- ТЕКСТОВЫЙ БЛОК:
= = =
Суждения новейших пушкиноманов могут быть, в свою очередь, выражены в таком силлогизме: Maj.: Великий поэт должен быть воплощением ницшеанских идей; Min.: Пушкин был великий поэт; С.: ergo - Пушкин был воплощением ницшеанских идей. Формально этот силлогизм так же правилен, как и писаревский, но вы видите _существенную_ разницу в пользу покойного критика: там в заключении выражалась только ложная _оценка_, здесь же утверждается _ложный факт_. Ведь Пушкин в действительности так же мало воплощал ницшеанскую теорию, как и практический радикализм. Но Писарев, подводя Пушкина под мерку радикальных тенденций, ясно видел и откровенно объявлял, что он под нее _не_ подходит, тогда как новейшие панегиристы пушкинской поэзии, прикидывая к этому здоровому, широкому и вольному творчеству ломаный аршин ницшеанского психопатизма, настолько слепы, что уверяют себя и других в полной успешности такого измерения.
Дело не в собственных взглядах того или другого критика. И писаревская, и ницшеанская точка зрения могут иметь свою относительную законность. Но дело в том, что в настоящем историческом Пушкине обе эти точки зрения не имеют для себя никакого действительного приложения, и потому обусловленные ими суждения о поэте просто бессмысленны. Мы можем преклоняться перед трудолюбием и искусством муравьев или восхищаться красотою павлиньего хвоста, но нельзя на этом основании бранить жаворонка за то, что он не строит муравейника, и еще менее позволительно с восторгом восклицать: какой великолепный павлиний хвост у этого жаворонка!
К фальшивой оценке Пушкина как учителя древней мудрости и пророка новой или обновленной античной красоты привязывается (довольно искусственно и нескладно) давнишний взгляд на его гибель как на роковое следствие его столкновения с враждебною общественною средой. Но общественная среда враждует обыкновенно с теми людьми, которые хотят ее исправлять и перерождать. У Пушкина такого желания не было; он решительно отклонял от себя всякую преобразовательную задачу, которая, действительно, вовсе не шла бы к нему. При всем различии натур и характе
193
ров, Пушкин все-таки был более похож на Гете, чем на Сократа, и отношение к нему официальной и общественной русской среды было более похоже на отношение Германии к веймарскому олимпийцу, нежели на отношение афинской демократии к Сократу,- да и Сократ мог свободно прожить среди этой демократии до семидесятилетнего возраста.
= = =
- ИСХОДНЫЕ ДАННЫЕ:
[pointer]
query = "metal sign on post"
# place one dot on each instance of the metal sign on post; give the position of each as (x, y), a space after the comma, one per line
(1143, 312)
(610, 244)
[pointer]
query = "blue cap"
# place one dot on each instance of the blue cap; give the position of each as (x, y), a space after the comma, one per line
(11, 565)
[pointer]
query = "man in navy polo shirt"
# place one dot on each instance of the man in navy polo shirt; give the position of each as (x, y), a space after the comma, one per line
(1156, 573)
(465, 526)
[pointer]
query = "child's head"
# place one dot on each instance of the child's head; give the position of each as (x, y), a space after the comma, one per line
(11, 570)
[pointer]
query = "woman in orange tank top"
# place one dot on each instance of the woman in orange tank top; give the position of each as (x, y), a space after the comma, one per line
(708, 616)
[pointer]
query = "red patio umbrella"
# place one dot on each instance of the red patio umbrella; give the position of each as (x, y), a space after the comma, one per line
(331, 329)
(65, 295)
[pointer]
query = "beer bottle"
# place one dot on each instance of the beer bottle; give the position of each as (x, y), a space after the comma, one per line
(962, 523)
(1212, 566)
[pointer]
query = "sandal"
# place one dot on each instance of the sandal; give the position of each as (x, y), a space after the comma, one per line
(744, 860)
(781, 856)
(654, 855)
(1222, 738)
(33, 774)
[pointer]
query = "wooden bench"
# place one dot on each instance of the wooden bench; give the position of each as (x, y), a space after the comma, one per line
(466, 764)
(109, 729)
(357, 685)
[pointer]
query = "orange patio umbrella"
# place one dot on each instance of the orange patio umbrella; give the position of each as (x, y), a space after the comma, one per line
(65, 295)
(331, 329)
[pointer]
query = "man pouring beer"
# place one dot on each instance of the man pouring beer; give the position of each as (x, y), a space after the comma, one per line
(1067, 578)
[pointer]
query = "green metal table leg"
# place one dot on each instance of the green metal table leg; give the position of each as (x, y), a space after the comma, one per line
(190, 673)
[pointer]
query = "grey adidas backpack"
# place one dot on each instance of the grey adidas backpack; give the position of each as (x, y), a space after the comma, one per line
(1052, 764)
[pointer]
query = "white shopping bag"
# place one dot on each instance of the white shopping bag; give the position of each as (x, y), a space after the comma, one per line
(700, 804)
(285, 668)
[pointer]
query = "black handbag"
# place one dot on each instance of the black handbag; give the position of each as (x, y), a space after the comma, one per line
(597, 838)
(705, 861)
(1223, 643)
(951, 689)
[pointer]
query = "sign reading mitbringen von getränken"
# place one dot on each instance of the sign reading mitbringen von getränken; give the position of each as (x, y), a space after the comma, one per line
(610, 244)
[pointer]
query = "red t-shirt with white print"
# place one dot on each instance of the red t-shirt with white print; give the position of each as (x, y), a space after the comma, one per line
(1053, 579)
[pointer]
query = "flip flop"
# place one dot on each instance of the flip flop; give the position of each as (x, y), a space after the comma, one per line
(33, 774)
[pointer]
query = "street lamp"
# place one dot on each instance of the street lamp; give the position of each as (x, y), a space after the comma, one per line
= = =
- УСЛОВИЕ ЗАДАНИЯ:
Перепишите фрагмент текста о Пушкине, который открывается словами «Дело не в собственных» и завершается словами «у этого жаворонка!». Везде замените «жаворонка» на «соловья».

- ПИСЬМЕННЫЙ ОТВЕТ:
Дело не в собственных взглядах того или другого критика. И писаревская, и ницшеанская точка зрения могут иметь свою относительную законность. Но дело в том, что в настоящем историческом Пушкине обе эти точки зрения не имеют для себя никакого действительного приложения, и потому обусловленные ими суждения о поэте просто бессмысленны. Мы можем преклоняться перед трудолюбием и искусством муравьев или восхищаться красотою павлиньего хвоста, но нельзя на этом основании бранить соловья за то, что он не строит муравейника, и еще менее позволительно с восторгом восклицать: какой великолепный павлиний хвост у этого соловья!